• [EXERCISE]
Repeat the data below exactly, dropping any pictures it holds.

>>>

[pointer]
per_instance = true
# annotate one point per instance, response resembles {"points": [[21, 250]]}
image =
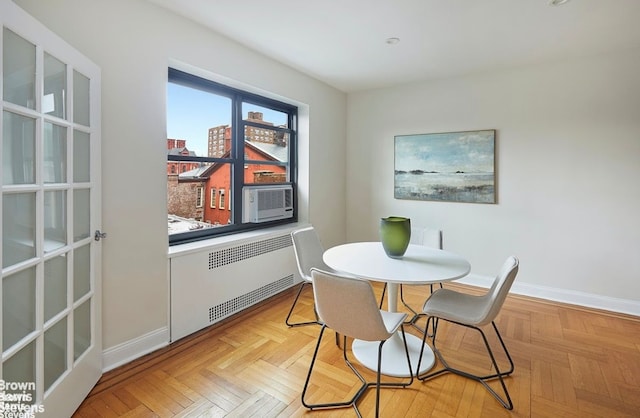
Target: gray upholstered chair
{"points": [[349, 307], [473, 311], [308, 250]]}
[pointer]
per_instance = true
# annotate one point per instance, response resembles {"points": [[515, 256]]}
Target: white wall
{"points": [[134, 41], [568, 165]]}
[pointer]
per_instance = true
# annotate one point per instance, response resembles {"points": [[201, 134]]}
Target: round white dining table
{"points": [[419, 265]]}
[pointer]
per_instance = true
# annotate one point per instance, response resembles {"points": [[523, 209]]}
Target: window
{"points": [[223, 139], [221, 203], [199, 196]]}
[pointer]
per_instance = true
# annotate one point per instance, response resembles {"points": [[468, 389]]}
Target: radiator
{"points": [[212, 284]]}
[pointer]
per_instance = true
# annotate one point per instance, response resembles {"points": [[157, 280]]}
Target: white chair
{"points": [[349, 307], [473, 311], [419, 236], [308, 250]]}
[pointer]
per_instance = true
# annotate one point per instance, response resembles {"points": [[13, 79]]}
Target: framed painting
{"points": [[451, 167]]}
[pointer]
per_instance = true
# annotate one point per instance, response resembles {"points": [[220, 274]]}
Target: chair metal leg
{"points": [[364, 384], [416, 315], [504, 401], [384, 290], [295, 301]]}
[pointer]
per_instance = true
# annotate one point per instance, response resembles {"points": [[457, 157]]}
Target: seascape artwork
{"points": [[452, 167]]}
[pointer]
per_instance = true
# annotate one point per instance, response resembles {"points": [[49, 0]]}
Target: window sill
{"points": [[232, 240]]}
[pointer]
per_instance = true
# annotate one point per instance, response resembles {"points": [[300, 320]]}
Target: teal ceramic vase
{"points": [[395, 233]]}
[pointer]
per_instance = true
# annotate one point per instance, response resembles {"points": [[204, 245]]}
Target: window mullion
{"points": [[237, 169]]}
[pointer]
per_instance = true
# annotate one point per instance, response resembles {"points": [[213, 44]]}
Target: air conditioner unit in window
{"points": [[267, 203]]}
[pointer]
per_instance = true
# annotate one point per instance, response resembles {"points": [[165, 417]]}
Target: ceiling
{"points": [[344, 42]]}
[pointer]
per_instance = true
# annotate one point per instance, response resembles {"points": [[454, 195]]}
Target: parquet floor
{"points": [[569, 362]]}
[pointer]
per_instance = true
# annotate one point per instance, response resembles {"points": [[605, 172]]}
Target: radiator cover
{"points": [[216, 282]]}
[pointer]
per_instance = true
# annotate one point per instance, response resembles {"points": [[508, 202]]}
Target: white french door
{"points": [[51, 291]]}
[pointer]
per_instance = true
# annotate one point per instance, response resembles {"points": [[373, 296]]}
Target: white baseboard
{"points": [[573, 297], [135, 348]]}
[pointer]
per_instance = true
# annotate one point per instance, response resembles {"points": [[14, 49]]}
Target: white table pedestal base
{"points": [[394, 359]]}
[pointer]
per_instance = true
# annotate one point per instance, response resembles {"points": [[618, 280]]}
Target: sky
{"points": [[191, 112], [471, 152]]}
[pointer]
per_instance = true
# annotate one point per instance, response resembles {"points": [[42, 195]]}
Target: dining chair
{"points": [[308, 251], [421, 236], [349, 306], [473, 311]]}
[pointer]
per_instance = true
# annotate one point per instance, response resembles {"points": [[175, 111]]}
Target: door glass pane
{"points": [[18, 149], [80, 99], [18, 227], [55, 87], [55, 220], [55, 352], [54, 169], [21, 368], [81, 157], [19, 69], [80, 214], [81, 329], [81, 272], [55, 286], [18, 306]]}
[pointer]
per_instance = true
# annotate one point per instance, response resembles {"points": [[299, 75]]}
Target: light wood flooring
{"points": [[569, 362]]}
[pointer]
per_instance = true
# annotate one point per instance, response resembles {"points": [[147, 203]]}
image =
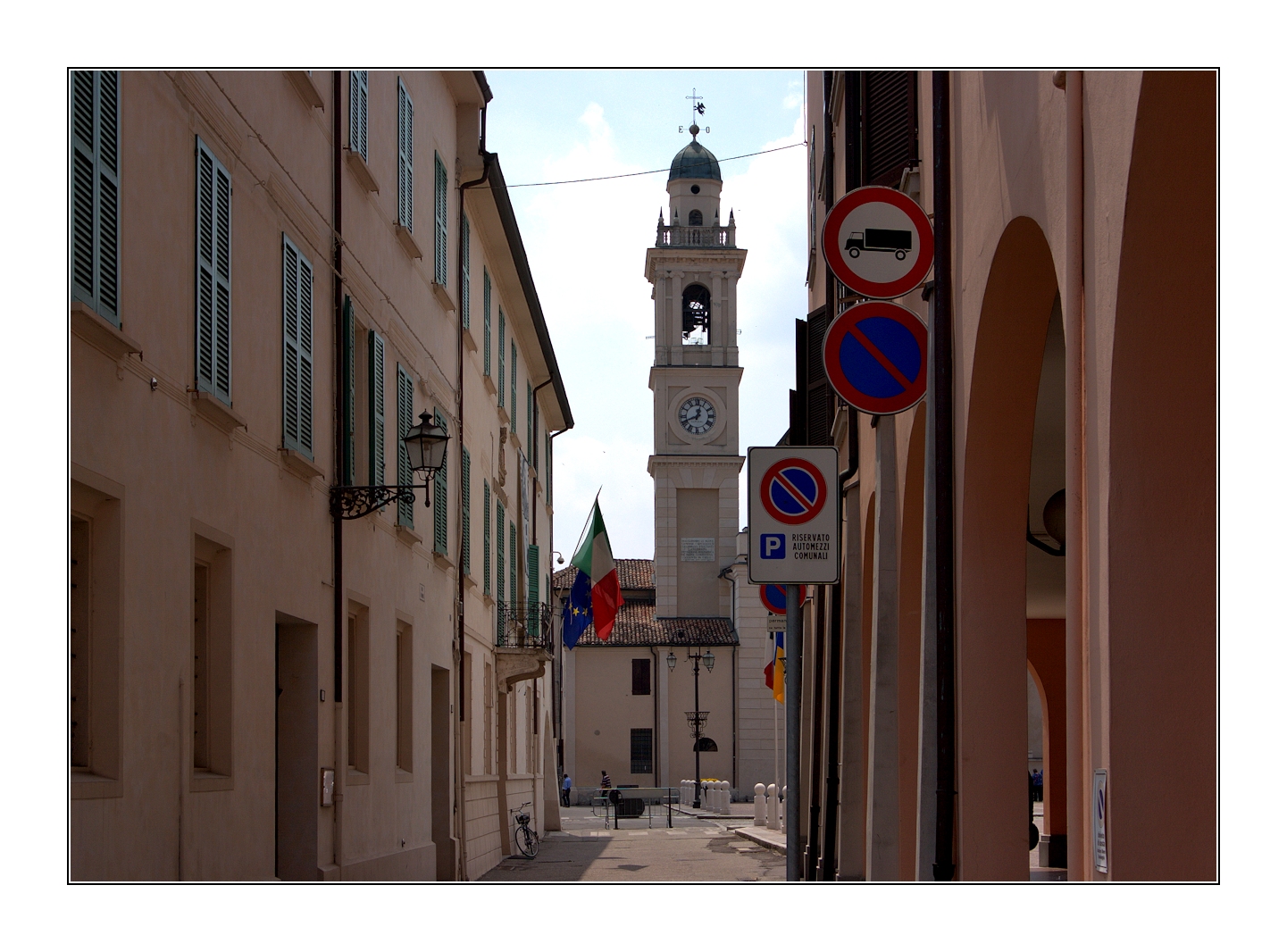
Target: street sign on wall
{"points": [[878, 242], [877, 356], [793, 514]]}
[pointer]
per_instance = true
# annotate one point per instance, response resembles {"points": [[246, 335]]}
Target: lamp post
{"points": [[697, 717], [426, 448]]}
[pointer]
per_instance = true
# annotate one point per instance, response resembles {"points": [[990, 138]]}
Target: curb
{"points": [[761, 839]]}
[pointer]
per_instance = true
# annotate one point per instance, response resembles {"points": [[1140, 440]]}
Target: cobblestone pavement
{"points": [[694, 850]]}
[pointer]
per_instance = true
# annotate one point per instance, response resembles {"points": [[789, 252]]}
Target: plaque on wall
{"points": [[697, 549]]}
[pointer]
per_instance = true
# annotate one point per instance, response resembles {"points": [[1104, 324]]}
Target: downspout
{"points": [[460, 555], [336, 519], [1074, 448], [945, 501]]}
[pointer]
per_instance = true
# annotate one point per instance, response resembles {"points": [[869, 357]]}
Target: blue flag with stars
{"points": [[577, 616]]}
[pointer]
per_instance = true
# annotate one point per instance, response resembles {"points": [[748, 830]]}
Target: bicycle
{"points": [[524, 837]]}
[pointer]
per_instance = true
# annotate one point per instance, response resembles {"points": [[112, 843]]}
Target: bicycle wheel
{"points": [[525, 840]]}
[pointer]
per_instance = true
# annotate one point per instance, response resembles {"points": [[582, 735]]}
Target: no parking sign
{"points": [[793, 517]]}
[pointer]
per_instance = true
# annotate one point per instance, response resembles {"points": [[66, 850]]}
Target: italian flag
{"points": [[595, 558]]}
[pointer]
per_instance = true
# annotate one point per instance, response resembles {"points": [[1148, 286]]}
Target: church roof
{"points": [[638, 624], [695, 161]]}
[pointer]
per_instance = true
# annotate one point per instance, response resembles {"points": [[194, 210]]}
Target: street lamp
{"points": [[426, 450], [697, 717]]}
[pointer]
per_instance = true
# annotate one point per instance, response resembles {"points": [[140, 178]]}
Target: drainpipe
{"points": [[1074, 449], [945, 501], [336, 519], [831, 814], [460, 417]]}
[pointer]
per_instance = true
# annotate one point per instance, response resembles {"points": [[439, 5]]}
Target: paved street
{"points": [[695, 849]]}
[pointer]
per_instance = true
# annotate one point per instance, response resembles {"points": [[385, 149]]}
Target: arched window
{"points": [[697, 314]]}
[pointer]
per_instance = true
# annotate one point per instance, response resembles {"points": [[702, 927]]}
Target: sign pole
{"points": [[794, 651]]}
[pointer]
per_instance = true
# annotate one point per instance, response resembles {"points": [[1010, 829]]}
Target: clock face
{"points": [[697, 416]]}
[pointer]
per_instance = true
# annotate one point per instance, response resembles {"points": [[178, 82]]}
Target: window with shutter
{"points": [[213, 280], [405, 158], [464, 513], [487, 538], [499, 362], [889, 126], [376, 408], [439, 221], [440, 497], [349, 394], [358, 113], [487, 323], [464, 271], [297, 349], [96, 121], [405, 393]]}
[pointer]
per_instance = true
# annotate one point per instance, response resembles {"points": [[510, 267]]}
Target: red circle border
{"points": [[773, 471], [834, 254], [875, 405]]}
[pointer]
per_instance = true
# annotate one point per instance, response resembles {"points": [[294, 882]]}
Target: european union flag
{"points": [[577, 616]]}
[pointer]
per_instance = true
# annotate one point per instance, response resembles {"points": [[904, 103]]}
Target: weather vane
{"points": [[699, 108]]}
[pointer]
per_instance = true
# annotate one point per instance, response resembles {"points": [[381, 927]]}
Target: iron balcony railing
{"points": [[697, 237], [524, 625]]}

<<<

• [RESULT OF THE TASK]
[pointer]
per_instance = true
# annotate one point per instance, response resembles {"points": [[21, 250]]}
image =
Target: gray upholstered chair
{"points": [[349, 307], [473, 311], [308, 250]]}
[pointer]
per_instance = true
# annotate one point per instance, response resembles {"points": [[515, 256]]}
Target: white wall
{"points": [[134, 41], [568, 165]]}
[pointer]
per_instance = true
# annotate one point per instance, response resembles {"points": [[201, 134]]}
Target: round white dining table
{"points": [[419, 265]]}
[pointer]
per_instance = true
# annotate one point per instance, response resembles {"points": [[523, 209]]}
Target: window
{"points": [[223, 139], [221, 203], [199, 196]]}
[pointer]
per_instance = true
# annotate one point per instance, response resembles {"points": [[468, 389]]}
Target: radiator
{"points": [[212, 284]]}
[pointer]
per_instance = true
# annotate one point per instance, response resembles {"points": [[157, 280]]}
Target: white chair
{"points": [[349, 307], [473, 311], [419, 236], [308, 250]]}
[pointer]
per_instance = true
# annotate one point per instance, response resembles {"points": [[13, 79]]}
Target: framed painting
{"points": [[451, 167]]}
[pointer]
per_instance = true
# annotate one point per instance, response resembles {"points": [[220, 274]]}
Target: chair metal leg
{"points": [[364, 384], [416, 315], [504, 401], [384, 290], [295, 301]]}
[pointer]
per_instance = true
# annotate one point per instance, response resembles {"points": [[457, 157]]}
Target: seascape artwork
{"points": [[452, 167]]}
[pointer]
per_instance = true
# annotate one point per instance, response resembles {"points": [[49, 0]]}
Target: window sill
{"points": [[232, 240]]}
[pointer]
per_instance = true
# annotate one point per instance, response resembles {"points": [[300, 320]]}
Target: teal ceramic vase
{"points": [[395, 233]]}
[pointer]
per_instance = true
# annotate one point per instance, response resembles {"points": [[204, 245]]}
Target: window mullion
{"points": [[237, 169]]}
[pointer]
per_instance = true
# annotate one point per instance, response resembles {"points": [[213, 44]]}
Target: air conditioner unit in window
{"points": [[267, 203]]}
[pointer]
per_instance = true
# annotate one point per instance, response resembles {"points": [[165, 417]]}
Target: ceiling
{"points": [[344, 42]]}
[pointer]
per_instance = true
# annotate one point per instance, response resembles {"points": [[454, 195]]}
Target: parquet floor
{"points": [[569, 362]]}
[pointer]
per_instance = true
# annotate one point per instance, response resembles {"points": [[605, 172]]}
Target: radiator cover
{"points": [[216, 282]]}
[pointer]
per_instance = true
# annotate one point per instance, response resembles {"points": [[508, 202]]}
Target: white french door
{"points": [[51, 291]]}
[pointer]
per_instance = true
# annotate one point per instance, response resembles {"points": [[373, 296]]}
Target: white baseboard
{"points": [[573, 297], [135, 348]]}
[pointer]
per_instance = true
# annotate one point per instance, response resembles {"points": [[14, 49]]}
Target: white table pedestal base
{"points": [[394, 359]]}
[pointer]
per_instance = true
# annotate one point per instance, response resembles {"points": [[618, 280]]}
Target: sky
{"points": [[191, 112], [471, 152]]}
[pointer]
per_instance = true
# annotate one point per instance, response resembles {"points": [[42, 195]]}
Target: dining chair
{"points": [[308, 251], [421, 236], [349, 306], [473, 311]]}
[pointer]
per_instance = true
# annotate one point per instance, response resembles {"points": [[175, 111]]}
Target: door glass pane
{"points": [[18, 149], [80, 99], [18, 227], [55, 87], [55, 220], [55, 352], [54, 169], [21, 368], [81, 157], [19, 69], [80, 214], [81, 329], [81, 272], [55, 286], [18, 306]]}
[pointer]
per_instance = true
# annotate one point per instance, response resembles {"points": [[299, 75]]}
Target: light wood flooring
{"points": [[569, 362]]}
[pointer]
per_instance = true
# annotate one point per instance, response resembles {"points": [[147, 203]]}
image =
Target: street sign on wall
{"points": [[878, 242], [877, 356], [793, 514]]}
[pointer]
per_instance = true
# annotate one point per instance, response resembles {"points": [[246, 335]]}
Target: lamp post
{"points": [[697, 717], [426, 448]]}
[pointer]
per_instance = true
# annotate one point per instance, response resembles {"points": [[990, 138]]}
Target: curb
{"points": [[761, 839]]}
[pointer]
per_instance = true
# annotate one point per instance, response resembles {"points": [[1140, 440]]}
Target: cobblestone pavement
{"points": [[694, 850]]}
[pointer]
per_instance = true
# annotate one point per instance, response resembles {"points": [[789, 252]]}
Target: plaque on wall
{"points": [[697, 549]]}
[pointer]
per_instance = true
# annotate one point per instance, response resembles {"points": [[1104, 324]]}
Target: downspout
{"points": [[460, 555], [336, 519], [1074, 448], [945, 501]]}
[pointer]
per_instance = true
# annotate one point per instance, response resembles {"points": [[869, 357]]}
Target: blue flag with stars
{"points": [[577, 616]]}
[pointer]
per_instance = true
# annotate one point per instance, response resembles {"points": [[748, 830]]}
Target: bicycle
{"points": [[524, 837]]}
[pointer]
per_instance = true
# annotate one point per instance, response resembles {"points": [[112, 843]]}
Target: bicycle wheel
{"points": [[525, 840]]}
[pointer]
per_instance = true
# annotate one point per instance, response resembles {"points": [[582, 735]]}
Target: no parking sign
{"points": [[793, 517]]}
[pointer]
per_instance = true
# annotate one point per instance, response resembles {"points": [[66, 850]]}
Target: italian flag
{"points": [[595, 558]]}
[pointer]
per_instance = true
# annotate one point per instance, response resembles {"points": [[1148, 286]]}
Target: church roof
{"points": [[638, 624], [695, 161]]}
[pointer]
per_instance = true
# annotate one point per instance, response resembles {"points": [[194, 210]]}
Target: street lamp
{"points": [[426, 450], [697, 717]]}
[pointer]
per_instance = true
# annotate one point per instance, response resembles {"points": [[140, 178]]}
Target: drainpipe
{"points": [[1074, 449], [945, 501], [336, 519], [831, 814], [460, 417]]}
[pointer]
per_instance = true
# annotate one point per instance, response resembles {"points": [[439, 5]]}
Target: paved street
{"points": [[695, 849]]}
[pointer]
per_instance = true
# annotate one point per instance, response resembles {"points": [[385, 149]]}
Target: arched window
{"points": [[697, 314]]}
[pointer]
per_instance = true
# annotate one point per instance, response resembles {"points": [[702, 927]]}
Target: sign pole
{"points": [[794, 651]]}
[pointer]
per_instance = true
# annotate one point per instance, response resembles {"points": [[1010, 829]]}
Target: clock face
{"points": [[697, 416]]}
[pointer]
per_instance = true
# annotate one point per instance, response resembles {"points": [[178, 82]]}
Target: window with shutter
{"points": [[213, 280], [405, 158], [464, 513], [487, 538], [499, 362], [889, 126], [376, 408], [439, 221], [440, 497], [349, 394], [358, 113], [487, 323], [464, 271], [297, 349], [96, 121], [405, 393]]}
[pointer]
per_instance = true
# annotate one point per instance, response resembles {"points": [[510, 267]]}
Target: red circle border
{"points": [[773, 471], [834, 254], [875, 405]]}
[pointer]
per_instance = true
# annotate one point per instance, response resembles {"points": [[294, 882]]}
Target: european union flag
{"points": [[577, 616]]}
[pointer]
per_instance = true
# annotate one point per instance, response resembles {"points": [[904, 103]]}
Target: weather vane
{"points": [[699, 108]]}
[pointer]
per_instance = true
# annotate one point per instance, response resembles {"points": [[381, 927]]}
Target: iron balcony railing
{"points": [[697, 237], [524, 625]]}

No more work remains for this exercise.